Excerpt from a dataset
▼

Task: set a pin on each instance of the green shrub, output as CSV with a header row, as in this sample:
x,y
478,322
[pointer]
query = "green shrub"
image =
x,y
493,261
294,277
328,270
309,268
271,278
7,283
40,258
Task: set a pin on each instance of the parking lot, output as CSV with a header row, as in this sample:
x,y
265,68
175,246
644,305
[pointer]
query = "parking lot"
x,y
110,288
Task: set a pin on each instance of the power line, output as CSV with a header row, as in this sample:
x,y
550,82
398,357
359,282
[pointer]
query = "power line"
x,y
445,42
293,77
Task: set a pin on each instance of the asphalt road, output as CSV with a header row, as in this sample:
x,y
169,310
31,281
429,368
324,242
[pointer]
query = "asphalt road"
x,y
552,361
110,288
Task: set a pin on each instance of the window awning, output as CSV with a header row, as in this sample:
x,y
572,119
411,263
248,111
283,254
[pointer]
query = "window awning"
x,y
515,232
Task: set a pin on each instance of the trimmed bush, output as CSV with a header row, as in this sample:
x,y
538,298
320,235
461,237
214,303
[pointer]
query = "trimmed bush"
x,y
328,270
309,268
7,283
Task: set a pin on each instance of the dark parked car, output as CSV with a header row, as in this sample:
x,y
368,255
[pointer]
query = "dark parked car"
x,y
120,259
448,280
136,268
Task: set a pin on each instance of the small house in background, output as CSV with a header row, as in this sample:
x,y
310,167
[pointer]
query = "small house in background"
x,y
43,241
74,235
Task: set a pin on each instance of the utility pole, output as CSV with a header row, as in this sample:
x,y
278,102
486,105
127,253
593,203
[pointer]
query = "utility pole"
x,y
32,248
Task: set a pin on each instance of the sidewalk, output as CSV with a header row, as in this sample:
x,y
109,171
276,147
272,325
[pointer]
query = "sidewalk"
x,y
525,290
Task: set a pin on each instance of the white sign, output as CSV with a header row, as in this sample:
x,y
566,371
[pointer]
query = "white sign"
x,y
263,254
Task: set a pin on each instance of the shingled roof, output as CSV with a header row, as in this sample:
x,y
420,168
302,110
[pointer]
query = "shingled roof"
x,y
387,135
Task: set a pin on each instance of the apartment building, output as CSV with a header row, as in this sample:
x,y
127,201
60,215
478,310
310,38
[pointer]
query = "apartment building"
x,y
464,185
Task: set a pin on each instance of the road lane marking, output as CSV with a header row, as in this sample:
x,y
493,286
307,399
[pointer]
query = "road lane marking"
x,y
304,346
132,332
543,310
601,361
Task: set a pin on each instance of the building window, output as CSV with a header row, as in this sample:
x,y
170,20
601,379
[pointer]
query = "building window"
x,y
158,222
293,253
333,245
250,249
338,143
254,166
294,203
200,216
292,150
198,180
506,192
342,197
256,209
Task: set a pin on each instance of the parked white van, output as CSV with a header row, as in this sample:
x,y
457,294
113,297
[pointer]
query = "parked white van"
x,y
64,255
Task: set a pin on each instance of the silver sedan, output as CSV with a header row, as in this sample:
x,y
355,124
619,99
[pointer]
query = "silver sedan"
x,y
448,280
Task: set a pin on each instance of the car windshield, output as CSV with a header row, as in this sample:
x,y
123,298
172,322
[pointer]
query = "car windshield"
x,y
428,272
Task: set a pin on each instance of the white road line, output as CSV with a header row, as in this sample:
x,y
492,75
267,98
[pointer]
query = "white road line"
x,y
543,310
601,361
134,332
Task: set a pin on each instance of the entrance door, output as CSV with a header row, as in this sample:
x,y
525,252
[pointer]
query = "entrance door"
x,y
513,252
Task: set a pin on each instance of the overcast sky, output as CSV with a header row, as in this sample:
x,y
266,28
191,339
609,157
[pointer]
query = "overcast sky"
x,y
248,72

▲

> [Given instruction] Rewrite the material starting at the line that has "Task: set a pin on each instance of the entrance" and continuing through the end, replacing "overcast" with "cloudy" wherever it occurs and leaving everything else as it is.

> [Full answer]
Task: set a pin on each instance of the entrance door, output as CSV with a header row, as in this sample:
x,y
525,252
[pointer]
query = "entrance door"
x,y
513,252
Task: set a pin on each instance of the cloudy sky, output as CSV with a header row, as in this sample:
x,y
266,28
191,339
609,157
[pointer]
query = "cloudy sky"
x,y
248,72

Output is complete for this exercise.